----- Provided data -----
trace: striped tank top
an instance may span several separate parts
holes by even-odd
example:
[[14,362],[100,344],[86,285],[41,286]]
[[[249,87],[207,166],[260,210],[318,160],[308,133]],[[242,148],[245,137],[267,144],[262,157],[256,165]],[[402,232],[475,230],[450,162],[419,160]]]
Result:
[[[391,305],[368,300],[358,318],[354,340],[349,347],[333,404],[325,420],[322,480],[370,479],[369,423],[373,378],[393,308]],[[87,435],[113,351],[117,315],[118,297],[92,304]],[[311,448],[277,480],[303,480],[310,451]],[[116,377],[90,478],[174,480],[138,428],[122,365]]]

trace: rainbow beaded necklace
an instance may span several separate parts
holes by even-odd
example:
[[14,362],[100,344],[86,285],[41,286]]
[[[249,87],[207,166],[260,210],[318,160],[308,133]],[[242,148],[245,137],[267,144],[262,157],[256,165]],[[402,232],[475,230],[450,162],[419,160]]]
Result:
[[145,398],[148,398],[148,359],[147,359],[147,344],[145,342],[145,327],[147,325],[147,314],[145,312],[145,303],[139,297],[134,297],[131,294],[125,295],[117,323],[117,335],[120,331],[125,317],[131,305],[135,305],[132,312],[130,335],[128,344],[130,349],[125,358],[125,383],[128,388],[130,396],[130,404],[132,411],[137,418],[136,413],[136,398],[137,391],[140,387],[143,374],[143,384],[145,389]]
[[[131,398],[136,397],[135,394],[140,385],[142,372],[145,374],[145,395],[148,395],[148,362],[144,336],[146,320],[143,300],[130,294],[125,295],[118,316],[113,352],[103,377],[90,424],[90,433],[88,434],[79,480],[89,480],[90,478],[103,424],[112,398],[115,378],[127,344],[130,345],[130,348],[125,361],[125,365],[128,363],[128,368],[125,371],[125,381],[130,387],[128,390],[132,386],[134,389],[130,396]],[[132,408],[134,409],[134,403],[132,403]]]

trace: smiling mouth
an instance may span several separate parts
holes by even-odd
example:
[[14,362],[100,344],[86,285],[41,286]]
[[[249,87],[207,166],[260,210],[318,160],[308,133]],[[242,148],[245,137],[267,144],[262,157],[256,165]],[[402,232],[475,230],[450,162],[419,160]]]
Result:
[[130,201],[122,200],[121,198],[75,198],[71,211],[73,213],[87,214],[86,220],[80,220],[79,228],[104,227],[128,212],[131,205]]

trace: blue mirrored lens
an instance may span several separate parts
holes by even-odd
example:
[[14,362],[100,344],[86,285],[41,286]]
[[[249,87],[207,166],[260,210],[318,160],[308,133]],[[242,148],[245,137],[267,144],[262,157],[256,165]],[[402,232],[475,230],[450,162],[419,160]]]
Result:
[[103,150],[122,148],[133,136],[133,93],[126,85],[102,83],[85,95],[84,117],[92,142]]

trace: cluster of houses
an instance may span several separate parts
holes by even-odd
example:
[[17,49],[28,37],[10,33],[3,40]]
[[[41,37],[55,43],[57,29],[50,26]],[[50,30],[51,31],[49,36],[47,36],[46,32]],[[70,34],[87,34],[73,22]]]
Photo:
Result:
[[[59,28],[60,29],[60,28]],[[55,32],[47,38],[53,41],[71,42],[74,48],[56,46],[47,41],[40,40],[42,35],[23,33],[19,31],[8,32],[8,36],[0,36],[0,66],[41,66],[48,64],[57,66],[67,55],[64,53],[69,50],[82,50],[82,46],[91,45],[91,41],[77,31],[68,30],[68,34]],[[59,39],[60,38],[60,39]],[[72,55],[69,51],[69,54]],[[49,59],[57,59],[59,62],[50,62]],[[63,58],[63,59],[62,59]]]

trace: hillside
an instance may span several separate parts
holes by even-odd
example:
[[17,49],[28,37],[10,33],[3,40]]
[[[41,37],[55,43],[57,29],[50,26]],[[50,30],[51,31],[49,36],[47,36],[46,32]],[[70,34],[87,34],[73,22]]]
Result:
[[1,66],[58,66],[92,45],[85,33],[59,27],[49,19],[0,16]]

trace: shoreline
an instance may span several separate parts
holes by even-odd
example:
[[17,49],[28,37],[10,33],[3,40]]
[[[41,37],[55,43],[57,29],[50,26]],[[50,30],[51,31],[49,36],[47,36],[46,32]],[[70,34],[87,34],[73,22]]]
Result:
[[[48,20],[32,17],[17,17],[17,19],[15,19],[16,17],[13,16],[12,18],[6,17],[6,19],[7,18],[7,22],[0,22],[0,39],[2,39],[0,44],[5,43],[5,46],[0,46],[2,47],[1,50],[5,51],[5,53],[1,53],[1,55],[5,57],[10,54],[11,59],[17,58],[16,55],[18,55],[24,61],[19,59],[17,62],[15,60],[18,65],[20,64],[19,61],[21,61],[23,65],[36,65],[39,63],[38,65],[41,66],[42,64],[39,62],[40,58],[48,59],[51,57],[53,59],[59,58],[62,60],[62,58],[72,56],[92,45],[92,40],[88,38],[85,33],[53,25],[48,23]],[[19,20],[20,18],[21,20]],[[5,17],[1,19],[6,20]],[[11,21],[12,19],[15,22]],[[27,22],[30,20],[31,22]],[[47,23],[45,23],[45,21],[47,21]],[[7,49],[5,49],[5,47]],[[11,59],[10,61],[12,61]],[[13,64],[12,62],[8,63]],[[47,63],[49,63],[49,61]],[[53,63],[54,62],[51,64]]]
-----
- **Try it**
In the records above, how many lines contain the string "trace"? Reply with the number only.

- **Result of the exercise**
7